> _Assigned task_
Repeat the entries shown below with every word and mark intact.

> _Input data_
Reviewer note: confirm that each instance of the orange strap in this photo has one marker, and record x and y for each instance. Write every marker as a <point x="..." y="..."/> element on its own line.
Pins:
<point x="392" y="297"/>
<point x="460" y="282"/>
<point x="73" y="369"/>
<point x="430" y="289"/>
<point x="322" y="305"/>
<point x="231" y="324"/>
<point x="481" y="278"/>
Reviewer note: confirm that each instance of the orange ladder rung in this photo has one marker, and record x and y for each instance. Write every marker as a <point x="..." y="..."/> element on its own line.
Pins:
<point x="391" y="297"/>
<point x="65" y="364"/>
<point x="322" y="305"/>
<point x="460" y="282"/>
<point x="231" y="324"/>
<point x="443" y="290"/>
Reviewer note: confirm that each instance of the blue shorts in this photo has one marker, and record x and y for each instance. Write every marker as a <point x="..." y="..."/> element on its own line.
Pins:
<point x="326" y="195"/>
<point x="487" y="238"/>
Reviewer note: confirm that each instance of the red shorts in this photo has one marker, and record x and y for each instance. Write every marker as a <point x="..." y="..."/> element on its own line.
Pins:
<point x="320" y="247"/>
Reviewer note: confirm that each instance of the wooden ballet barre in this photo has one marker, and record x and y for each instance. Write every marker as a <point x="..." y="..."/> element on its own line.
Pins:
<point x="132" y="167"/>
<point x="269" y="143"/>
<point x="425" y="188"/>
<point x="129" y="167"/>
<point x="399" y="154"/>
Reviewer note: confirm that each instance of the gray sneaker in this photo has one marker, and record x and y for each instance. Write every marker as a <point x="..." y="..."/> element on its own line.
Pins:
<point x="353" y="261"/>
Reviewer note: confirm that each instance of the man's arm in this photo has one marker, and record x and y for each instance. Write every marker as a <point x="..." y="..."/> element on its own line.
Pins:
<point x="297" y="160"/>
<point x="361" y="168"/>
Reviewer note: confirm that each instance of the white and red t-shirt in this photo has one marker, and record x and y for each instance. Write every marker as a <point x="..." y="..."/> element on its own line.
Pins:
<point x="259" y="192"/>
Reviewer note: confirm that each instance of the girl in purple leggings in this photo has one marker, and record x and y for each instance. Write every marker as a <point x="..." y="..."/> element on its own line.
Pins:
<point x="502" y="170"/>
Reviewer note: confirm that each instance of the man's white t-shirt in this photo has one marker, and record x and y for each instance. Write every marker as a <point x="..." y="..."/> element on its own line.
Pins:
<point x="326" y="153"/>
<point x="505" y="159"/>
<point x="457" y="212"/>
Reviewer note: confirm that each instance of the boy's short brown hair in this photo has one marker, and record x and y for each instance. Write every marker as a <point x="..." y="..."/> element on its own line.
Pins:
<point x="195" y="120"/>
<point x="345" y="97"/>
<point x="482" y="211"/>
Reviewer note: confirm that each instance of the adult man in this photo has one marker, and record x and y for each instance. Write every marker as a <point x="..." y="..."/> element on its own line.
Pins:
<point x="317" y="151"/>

> _Worked solution_
Reviewer note: confirm that each instance of the orange strap in this photo has one marker, and record x and y for each instance. Write every marker as a <point x="..." y="..."/> element on its own line.
Pins:
<point x="392" y="297"/>
<point x="460" y="282"/>
<point x="73" y="369"/>
<point x="430" y="289"/>
<point x="322" y="305"/>
<point x="231" y="324"/>
<point x="481" y="278"/>
Reviewer note: confirm that each instance of the orange ladder rung in this photo has one marker, and record x and y for each instance. Write every marker as a <point x="..." y="..."/> element on its own line.
Pins:
<point x="391" y="297"/>
<point x="65" y="364"/>
<point x="322" y="305"/>
<point x="460" y="282"/>
<point x="231" y="324"/>
<point x="443" y="290"/>
Reviewer note: confirm that each instance of the blue shorts in this photo has one marker, and record x and y for each instance. Write every marker as a <point x="..." y="..."/> element on its own line.
Pins:
<point x="326" y="195"/>
<point x="487" y="238"/>
Reviewer note: confirm that each instance of the red shorts in this photo has one marker, and record x and y for each instance. Write every marker as a <point x="..." y="..."/> element on its own line.
Pins:
<point x="320" y="247"/>
Reviewer note: confirm that each instance of the wooden ballet barre in this photo has one marker, and record x and y for each instance. Write every marker as a <point x="..." y="..."/> element on its own line.
Pins:
<point x="132" y="167"/>
<point x="269" y="143"/>
<point x="425" y="188"/>
<point x="129" y="167"/>
<point x="399" y="154"/>
Reviewer note: confirm that each instance of the gray sneaker in this photo has one marker, and record x and y for each instance. Write every marker as a <point x="..." y="..."/> element on its own line.
Pins:
<point x="353" y="261"/>
Reviewer note: confirm that each instance of the man's arm in this photo has one marker, and record x and y for each instance. Write every marker as a <point x="..." y="..."/> element on its own line.
Pins:
<point x="297" y="160"/>
<point x="361" y="168"/>
Reviewer note: confirm that each instance of the white and red t-shirt in this photo has one marker, and record x and y for each instance. Write every marker as a <point x="..." y="..."/> element on its own line.
Pins:
<point x="259" y="192"/>
Reviewer note: confirm that each instance of the girl in purple leggings in this photo has one marker, and record x and y for each instance. Write every marker as a <point x="..." y="..."/> element on its own line.
Pins:
<point x="502" y="170"/>
Reviewer note: confirm that each instance of the man's white t-shirt in this photo has one marker, and record x and y for each instance. Write every marker as a <point x="..." y="..."/> element on its own line.
Pins:
<point x="326" y="153"/>
<point x="505" y="159"/>
<point x="457" y="212"/>
Reviewer note: confirm that each instance of the boy's short brown hair in this photo has one marker, and record x and y for each instance. Write every marker as a <point x="..." y="..."/> element on its own line.
Pins:
<point x="195" y="120"/>
<point x="345" y="97"/>
<point x="482" y="211"/>
Reviewer note: confirm that each instance of the adult man in this photo has one marker, and record x and y for each instance. Write every marker as a <point x="..." y="..."/> element on its own line.
Pins:
<point x="317" y="151"/>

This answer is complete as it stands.